● TEXTE DU DOCUMENT
En réalité, la visite de Nicola Sturgeon à Bruxelles était tout sauf réussie

Pour comprendre qu'il est très précipité de présupposer une victoire nationaliste dans un deuxième référendum hypothétique, il faut rappeler que les règles arrêtées pour le référendum de 2014 avaient clairement favorisé le camp nationaliste. On avait notamment abaissé l'âge du droit de vote de 18 ans à 16 ans pour ce référendum. Ensuite pouvaient voter en 2014 non seulement les ressortissants du Commonwealth résidant en Ecosse, mais aussi les citoyens européens, alors que dans les élections nationales britanniques, les ressortissants européens résidant sur le territoire n'ont pas le droit de vote. Ne pouvaient pas voter, en revanche, des Ecossais résidant hors d'Ecosse : si ces gens avaient pu s'exprimer, le résultat aurait été encore plus écrasant en faveur du Royaume-Uni. Il suffirait de changer une ou toutes ces conditions lors d’un deuxième référendum pour rendre une victoire nationaliste plus difficile. Dernière considération : la campagne avait beaucoup divisé le pays et il n'est pas certain que le SNP ait intérêt à rouvrir les plaies à peine refermées.

● CONSIGNE A
Dans le texte sur la visite de Nicola Sturgeon à Bruxelles, réduisez en liste le paragraphe qui commence par « Pour comprendre qu'il est très précipité » sans perdre ses faits principaux.
● CONSIGNE B
Prolongez le texte sur la visite de Nicola Sturgeon à Bruxelles à la suite de sa dernière phrase.

● DONNÉES DISPONIBLES
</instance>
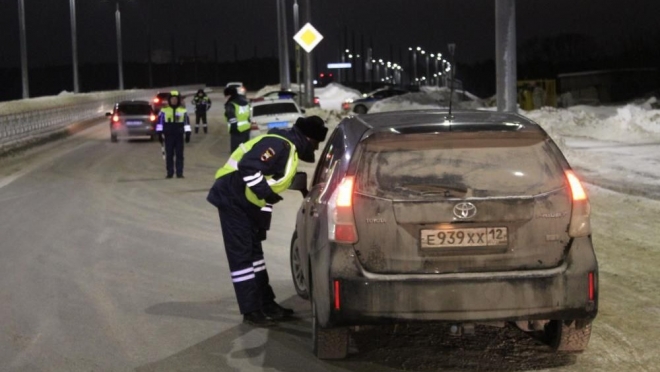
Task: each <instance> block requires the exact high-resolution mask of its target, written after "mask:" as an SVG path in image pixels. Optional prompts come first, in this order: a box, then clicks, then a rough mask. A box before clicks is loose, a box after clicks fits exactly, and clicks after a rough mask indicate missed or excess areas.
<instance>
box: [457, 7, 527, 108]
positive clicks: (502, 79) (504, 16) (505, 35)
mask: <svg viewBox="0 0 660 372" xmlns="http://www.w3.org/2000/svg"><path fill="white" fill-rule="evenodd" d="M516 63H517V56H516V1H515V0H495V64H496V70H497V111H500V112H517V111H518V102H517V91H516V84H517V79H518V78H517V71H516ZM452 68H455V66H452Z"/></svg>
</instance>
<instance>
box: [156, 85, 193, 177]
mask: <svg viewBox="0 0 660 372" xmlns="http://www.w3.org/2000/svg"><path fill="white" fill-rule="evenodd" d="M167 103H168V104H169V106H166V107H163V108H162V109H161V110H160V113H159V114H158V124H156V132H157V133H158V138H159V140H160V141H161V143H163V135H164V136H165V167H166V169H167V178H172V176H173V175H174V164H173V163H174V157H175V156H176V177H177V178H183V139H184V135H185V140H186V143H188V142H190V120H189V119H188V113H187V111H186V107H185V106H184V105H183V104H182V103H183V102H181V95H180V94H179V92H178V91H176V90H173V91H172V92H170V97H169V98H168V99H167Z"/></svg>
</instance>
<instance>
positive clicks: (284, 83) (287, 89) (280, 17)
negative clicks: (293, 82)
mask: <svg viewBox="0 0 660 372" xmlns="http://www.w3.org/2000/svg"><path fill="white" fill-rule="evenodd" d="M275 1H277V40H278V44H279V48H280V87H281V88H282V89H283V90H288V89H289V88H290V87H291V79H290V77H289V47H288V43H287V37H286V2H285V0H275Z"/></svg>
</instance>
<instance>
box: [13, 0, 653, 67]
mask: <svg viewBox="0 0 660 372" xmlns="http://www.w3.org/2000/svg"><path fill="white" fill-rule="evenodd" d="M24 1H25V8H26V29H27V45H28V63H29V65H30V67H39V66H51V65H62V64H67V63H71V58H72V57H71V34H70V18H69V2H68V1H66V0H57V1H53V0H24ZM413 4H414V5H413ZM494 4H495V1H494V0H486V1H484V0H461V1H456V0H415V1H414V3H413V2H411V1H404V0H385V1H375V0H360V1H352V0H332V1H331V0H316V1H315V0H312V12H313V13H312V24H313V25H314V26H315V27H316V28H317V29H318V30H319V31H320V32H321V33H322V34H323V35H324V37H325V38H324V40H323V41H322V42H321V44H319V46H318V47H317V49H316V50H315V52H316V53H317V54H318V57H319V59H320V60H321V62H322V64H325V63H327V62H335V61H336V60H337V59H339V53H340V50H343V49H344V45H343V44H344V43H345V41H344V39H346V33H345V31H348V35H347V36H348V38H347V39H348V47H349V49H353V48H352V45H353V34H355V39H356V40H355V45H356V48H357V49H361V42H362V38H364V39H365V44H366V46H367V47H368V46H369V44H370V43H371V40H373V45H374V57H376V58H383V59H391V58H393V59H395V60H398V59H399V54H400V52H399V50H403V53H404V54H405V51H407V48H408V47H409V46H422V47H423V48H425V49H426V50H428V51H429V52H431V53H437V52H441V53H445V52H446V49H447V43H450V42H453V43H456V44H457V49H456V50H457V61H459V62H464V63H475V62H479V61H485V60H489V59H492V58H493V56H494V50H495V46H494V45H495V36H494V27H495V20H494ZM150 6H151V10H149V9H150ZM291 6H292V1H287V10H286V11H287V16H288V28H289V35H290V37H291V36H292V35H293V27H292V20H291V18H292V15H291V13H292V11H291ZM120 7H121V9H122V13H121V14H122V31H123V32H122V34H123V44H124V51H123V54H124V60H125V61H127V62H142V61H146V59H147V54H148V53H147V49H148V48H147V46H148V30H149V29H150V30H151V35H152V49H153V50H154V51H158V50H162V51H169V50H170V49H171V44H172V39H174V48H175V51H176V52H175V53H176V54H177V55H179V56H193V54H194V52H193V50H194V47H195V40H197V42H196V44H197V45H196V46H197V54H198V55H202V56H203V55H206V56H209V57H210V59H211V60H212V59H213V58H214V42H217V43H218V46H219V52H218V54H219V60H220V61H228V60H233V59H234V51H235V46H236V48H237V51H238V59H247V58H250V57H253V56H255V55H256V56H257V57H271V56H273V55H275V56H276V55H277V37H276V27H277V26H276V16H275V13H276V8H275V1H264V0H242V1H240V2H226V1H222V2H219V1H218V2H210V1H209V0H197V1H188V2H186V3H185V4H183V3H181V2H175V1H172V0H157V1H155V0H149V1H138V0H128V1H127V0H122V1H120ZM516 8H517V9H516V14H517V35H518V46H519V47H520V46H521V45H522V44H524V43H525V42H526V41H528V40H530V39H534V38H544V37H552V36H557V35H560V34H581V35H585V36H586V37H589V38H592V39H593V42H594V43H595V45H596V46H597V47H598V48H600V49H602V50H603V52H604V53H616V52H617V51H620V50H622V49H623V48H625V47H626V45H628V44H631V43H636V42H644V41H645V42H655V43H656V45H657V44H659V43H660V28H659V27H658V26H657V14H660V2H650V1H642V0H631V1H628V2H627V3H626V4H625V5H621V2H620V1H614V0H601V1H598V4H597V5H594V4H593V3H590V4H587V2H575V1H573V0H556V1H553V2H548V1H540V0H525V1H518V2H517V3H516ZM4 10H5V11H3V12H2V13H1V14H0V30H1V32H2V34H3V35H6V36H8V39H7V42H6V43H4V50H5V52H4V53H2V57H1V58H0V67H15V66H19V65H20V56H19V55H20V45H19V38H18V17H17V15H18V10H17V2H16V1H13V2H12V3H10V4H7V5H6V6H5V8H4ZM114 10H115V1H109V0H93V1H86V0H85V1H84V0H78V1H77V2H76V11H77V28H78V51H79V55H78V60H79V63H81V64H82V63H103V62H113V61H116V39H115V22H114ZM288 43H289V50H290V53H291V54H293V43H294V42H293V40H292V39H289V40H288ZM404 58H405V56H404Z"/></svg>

● RÉPONSE A
- Rien ne garantit une victoire nationaliste lors d'un éventuel deuxième référendum, car les règles de 2014 avaient favorisé le camp nationaliste.
- En 2014, l'âge du droit de vote avait été abaissé de 18 à 16 ans.
- Les ressortissants du Commonwealth et les citoyens européens résidant en Écosse pouvaient voter, alors que les Européens n'ont pas le droit de vote aux élections nationales britanniques.
- Les Écossais résidant hors d'Écosse ne pouvaient pas voter. S'ils l'avaient pu, la victoire du Royaume-Uni aurait été encore plus nette.
- Modifier une seule de ces conditions, ou toutes, rendrait une victoire nationaliste plus difficile.
- La campagne avait profondément divisé le pays, et le SNP n'a peut-être pas intérêt à rouvrir ces plaies.

● RÉPONSE B
L'idée selon laquelle le Royaume-Uni serait la domination de la grande Angleterre sur la petite Ecosse ne résiste à aucune analyse

En réalité, la visite de Nicola Sturgeon à Bruxelles était tout sauf réussie. Certes, elle a été reçue par le président de la Commission européenne, Jean-Claude Juncker, l'homme qui, s'étant montré ivre à un sommet européen récent, venait de se ridiculiser devant le Parlement européen en affirmant avoir discuté du Brexit avec les dirigeants «d'autres planètes». Certes, elle a été reçue par le président du Parlement européen, Martin Schulz, un ex-alcoolique connu pour son caractère vengeur et autoritaire et qui déteste les indépendantistes britanniques d'UKIP. Mais ces deux apparatchiks ont été immédiatement désavoués par le premier ministre espagnol, Manuel Rajoy, qui a dit dans des termes on ne peut plus clairs que jamais l'Espagne n'accepterait une négociation avec la seule Ecosse. Madrid ne veut donner aucune gage à une Catalogne qui revendique exactement la même «indépendance» au sein de l'UE que les nationalistes à Edimbourg. Le président de la République française, François Hollande, a dit la même chose. Tant que tous les Etats européens ne sont pas d'accord sur d'éventuelles négociations avec une Ecosse qui aurait fait sécession du Royaume-Uni suite à un référendum illégal hypothétique, elles n'auront pas lieu.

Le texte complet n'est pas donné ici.